---------- EXTRACTED ENTRIES

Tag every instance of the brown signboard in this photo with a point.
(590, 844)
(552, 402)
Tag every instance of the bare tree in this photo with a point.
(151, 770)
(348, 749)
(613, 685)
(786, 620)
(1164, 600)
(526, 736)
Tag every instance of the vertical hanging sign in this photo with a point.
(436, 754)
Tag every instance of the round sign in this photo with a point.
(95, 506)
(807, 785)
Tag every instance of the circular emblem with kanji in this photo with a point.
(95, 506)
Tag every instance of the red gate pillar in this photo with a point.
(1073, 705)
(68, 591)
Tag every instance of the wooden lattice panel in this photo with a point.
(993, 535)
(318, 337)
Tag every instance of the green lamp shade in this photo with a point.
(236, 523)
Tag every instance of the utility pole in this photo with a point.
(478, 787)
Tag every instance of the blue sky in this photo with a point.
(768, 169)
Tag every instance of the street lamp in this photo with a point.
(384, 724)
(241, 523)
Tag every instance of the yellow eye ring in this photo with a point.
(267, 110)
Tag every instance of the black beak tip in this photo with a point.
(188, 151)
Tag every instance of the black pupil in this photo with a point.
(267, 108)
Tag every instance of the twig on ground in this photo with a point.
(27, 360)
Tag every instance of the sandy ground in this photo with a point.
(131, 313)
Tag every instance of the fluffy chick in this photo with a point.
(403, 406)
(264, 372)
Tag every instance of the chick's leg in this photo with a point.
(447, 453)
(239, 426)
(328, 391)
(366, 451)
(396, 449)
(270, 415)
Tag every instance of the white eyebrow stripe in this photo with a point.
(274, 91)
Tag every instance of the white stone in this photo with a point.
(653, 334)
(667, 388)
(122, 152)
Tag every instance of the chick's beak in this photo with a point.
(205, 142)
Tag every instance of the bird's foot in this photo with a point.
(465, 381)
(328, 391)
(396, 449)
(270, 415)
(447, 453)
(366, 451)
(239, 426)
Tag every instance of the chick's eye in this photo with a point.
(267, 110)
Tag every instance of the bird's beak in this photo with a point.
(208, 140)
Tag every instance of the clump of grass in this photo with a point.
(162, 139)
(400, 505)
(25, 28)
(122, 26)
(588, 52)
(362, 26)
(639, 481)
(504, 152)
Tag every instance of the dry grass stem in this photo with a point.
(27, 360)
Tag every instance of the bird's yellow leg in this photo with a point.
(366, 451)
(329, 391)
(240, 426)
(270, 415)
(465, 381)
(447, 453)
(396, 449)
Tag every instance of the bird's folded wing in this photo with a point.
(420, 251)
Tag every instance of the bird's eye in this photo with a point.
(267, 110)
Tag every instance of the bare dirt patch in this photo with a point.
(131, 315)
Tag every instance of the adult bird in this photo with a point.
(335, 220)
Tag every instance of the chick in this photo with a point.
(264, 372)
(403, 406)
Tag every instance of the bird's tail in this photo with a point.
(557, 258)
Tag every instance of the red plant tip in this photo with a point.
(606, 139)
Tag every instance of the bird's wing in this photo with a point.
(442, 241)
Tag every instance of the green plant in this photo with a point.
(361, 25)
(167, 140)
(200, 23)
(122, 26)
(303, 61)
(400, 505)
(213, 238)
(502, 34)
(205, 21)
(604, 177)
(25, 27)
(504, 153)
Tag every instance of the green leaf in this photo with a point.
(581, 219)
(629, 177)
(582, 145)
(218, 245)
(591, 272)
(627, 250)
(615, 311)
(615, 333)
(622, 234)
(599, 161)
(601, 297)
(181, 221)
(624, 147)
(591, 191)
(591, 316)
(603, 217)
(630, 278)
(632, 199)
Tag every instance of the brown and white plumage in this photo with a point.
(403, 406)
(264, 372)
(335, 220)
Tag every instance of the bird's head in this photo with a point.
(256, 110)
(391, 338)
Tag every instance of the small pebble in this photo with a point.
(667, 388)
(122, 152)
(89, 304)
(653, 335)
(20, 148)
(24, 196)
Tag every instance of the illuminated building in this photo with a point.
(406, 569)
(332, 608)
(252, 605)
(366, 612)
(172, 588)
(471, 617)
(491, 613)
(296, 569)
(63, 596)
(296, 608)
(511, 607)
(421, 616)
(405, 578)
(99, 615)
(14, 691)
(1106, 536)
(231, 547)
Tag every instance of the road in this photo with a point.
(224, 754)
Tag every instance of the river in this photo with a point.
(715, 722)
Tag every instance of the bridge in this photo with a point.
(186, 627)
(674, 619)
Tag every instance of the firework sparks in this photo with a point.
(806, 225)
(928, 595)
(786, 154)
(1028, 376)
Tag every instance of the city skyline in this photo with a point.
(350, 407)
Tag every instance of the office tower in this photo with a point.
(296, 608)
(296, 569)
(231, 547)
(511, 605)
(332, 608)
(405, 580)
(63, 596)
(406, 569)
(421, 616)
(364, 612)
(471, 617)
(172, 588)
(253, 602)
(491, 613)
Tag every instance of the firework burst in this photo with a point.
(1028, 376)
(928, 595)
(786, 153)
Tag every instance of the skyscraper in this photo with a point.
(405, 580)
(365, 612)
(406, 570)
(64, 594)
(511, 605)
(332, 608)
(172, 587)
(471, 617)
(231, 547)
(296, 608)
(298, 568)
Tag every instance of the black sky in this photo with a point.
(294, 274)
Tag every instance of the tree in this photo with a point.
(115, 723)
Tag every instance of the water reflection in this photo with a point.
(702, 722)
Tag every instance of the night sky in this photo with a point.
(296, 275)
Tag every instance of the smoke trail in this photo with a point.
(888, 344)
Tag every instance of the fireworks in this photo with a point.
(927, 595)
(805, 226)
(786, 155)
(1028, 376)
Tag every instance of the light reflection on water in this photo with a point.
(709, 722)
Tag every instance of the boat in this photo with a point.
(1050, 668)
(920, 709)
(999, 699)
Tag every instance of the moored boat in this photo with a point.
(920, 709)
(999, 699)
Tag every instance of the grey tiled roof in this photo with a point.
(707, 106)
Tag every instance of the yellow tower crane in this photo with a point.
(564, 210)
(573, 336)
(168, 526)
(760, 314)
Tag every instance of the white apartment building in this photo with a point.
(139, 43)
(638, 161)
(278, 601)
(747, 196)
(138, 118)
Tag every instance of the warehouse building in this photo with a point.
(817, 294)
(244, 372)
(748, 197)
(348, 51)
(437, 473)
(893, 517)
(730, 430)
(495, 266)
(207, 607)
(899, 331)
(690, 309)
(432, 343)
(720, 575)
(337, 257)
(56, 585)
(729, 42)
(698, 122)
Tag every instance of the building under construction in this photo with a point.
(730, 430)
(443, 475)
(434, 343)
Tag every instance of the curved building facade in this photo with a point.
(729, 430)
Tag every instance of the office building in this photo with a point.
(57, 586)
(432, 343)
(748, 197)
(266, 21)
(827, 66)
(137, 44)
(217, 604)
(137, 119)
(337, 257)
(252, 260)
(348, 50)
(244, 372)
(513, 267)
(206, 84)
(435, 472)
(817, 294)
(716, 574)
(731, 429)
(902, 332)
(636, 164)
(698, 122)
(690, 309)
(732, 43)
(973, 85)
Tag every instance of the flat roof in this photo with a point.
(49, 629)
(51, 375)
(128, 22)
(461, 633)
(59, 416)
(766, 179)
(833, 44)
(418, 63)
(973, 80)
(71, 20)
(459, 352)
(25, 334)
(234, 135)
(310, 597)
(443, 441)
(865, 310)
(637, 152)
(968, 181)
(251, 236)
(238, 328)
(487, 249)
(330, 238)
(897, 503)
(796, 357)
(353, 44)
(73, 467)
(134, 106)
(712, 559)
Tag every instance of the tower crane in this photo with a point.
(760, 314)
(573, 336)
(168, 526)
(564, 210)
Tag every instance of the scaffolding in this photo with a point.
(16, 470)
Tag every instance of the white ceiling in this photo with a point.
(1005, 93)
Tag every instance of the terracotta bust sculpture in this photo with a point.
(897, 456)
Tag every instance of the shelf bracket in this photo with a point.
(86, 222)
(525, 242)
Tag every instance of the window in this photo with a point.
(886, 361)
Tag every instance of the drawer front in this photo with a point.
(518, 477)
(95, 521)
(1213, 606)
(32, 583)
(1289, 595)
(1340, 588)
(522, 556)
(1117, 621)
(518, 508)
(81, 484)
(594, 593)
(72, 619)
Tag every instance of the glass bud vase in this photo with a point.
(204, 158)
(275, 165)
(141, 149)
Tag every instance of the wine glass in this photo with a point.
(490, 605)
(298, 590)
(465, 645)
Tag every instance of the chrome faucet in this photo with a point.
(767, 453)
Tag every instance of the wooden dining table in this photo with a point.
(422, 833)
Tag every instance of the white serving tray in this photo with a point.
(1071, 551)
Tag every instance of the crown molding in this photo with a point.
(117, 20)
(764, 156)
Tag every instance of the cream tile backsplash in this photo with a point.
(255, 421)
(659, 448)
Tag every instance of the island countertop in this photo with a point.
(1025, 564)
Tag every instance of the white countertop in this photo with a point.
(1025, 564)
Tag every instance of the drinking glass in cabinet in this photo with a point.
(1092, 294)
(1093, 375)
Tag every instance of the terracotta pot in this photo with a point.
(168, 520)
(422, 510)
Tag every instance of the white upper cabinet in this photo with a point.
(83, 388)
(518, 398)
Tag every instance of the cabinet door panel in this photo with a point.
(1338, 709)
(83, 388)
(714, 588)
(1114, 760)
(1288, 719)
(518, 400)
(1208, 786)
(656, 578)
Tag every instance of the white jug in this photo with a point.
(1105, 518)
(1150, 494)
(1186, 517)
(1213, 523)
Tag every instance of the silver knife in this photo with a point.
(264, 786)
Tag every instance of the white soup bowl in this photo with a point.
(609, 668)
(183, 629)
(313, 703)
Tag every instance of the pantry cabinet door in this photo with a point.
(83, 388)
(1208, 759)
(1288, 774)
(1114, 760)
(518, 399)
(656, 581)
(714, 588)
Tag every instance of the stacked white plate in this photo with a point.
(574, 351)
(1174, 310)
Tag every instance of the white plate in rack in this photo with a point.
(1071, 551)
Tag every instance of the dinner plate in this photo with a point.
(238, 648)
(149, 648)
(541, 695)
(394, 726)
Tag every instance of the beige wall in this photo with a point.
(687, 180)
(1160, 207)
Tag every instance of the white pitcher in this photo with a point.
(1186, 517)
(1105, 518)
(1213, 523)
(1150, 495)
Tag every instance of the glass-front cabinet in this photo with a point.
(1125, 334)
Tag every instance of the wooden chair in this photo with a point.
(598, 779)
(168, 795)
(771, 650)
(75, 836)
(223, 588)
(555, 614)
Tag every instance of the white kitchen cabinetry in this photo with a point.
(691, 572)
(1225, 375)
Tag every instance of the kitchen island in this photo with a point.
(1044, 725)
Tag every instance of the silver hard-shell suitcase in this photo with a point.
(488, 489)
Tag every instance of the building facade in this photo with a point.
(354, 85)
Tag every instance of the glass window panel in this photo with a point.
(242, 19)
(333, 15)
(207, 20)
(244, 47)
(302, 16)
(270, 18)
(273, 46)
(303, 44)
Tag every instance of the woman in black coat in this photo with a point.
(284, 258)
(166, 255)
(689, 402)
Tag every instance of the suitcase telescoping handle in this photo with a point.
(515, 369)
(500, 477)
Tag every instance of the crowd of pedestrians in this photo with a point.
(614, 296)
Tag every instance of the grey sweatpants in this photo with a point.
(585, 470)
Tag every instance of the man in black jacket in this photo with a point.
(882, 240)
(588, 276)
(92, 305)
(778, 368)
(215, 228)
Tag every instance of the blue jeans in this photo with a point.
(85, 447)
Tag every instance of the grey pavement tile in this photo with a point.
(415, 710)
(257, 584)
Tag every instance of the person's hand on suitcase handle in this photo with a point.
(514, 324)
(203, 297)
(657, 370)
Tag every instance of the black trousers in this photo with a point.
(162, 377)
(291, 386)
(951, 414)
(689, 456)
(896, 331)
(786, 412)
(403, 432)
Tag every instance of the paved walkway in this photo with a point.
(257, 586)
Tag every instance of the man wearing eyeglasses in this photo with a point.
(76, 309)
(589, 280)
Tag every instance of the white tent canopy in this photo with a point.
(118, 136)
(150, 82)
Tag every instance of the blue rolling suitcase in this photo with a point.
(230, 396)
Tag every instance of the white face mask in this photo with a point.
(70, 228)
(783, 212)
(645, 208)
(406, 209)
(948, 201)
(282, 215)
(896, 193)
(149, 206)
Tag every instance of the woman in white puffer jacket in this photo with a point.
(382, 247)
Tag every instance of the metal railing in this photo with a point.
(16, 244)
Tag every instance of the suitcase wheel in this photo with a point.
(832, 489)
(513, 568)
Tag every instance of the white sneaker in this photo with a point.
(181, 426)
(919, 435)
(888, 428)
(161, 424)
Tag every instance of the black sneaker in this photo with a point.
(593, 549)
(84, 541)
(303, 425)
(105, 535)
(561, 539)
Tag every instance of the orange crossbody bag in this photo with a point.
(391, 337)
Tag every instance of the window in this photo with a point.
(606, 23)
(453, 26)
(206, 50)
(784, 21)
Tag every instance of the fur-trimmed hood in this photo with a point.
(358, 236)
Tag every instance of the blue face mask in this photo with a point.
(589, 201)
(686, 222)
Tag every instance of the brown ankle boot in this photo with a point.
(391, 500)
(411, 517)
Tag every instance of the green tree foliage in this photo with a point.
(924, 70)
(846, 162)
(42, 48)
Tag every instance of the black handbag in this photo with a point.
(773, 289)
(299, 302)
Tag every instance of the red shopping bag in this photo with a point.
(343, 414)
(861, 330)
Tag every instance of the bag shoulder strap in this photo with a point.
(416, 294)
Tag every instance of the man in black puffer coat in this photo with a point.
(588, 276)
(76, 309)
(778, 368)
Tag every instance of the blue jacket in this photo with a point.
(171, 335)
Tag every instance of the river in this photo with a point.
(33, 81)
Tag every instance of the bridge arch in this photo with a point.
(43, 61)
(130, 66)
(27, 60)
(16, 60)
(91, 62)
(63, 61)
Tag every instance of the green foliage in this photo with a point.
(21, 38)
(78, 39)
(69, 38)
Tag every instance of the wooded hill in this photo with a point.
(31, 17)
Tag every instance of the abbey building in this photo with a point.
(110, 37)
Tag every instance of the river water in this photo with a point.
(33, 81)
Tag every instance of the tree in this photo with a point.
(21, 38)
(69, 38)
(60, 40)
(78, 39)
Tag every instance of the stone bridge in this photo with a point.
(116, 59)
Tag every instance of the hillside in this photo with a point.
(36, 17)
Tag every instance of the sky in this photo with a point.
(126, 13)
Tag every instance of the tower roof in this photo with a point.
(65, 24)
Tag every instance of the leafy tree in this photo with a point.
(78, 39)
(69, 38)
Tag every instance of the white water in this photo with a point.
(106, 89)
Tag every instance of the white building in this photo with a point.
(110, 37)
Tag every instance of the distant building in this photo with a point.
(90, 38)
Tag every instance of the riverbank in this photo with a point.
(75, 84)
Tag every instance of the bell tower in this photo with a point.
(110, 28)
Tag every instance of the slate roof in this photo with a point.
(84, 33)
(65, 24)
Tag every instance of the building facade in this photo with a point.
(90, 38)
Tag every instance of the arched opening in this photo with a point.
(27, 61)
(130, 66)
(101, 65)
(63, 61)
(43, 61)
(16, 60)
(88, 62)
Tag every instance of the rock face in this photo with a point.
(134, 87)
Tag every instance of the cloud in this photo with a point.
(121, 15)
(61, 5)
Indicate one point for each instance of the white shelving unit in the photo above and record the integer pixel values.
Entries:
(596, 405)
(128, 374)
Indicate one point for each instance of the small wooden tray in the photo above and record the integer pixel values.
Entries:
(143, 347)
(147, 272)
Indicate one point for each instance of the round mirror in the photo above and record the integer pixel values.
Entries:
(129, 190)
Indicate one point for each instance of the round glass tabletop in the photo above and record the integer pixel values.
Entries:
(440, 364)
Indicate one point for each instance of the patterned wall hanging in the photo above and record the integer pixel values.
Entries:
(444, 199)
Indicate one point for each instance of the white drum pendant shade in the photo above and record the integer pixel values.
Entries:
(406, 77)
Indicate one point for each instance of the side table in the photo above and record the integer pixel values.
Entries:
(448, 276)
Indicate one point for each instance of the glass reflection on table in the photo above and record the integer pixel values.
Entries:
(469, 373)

--------------------

YOUR TASK: Using the data above, report the number of lines that contain the string "each", and only that number.

WRITTEN RESPONSE: 8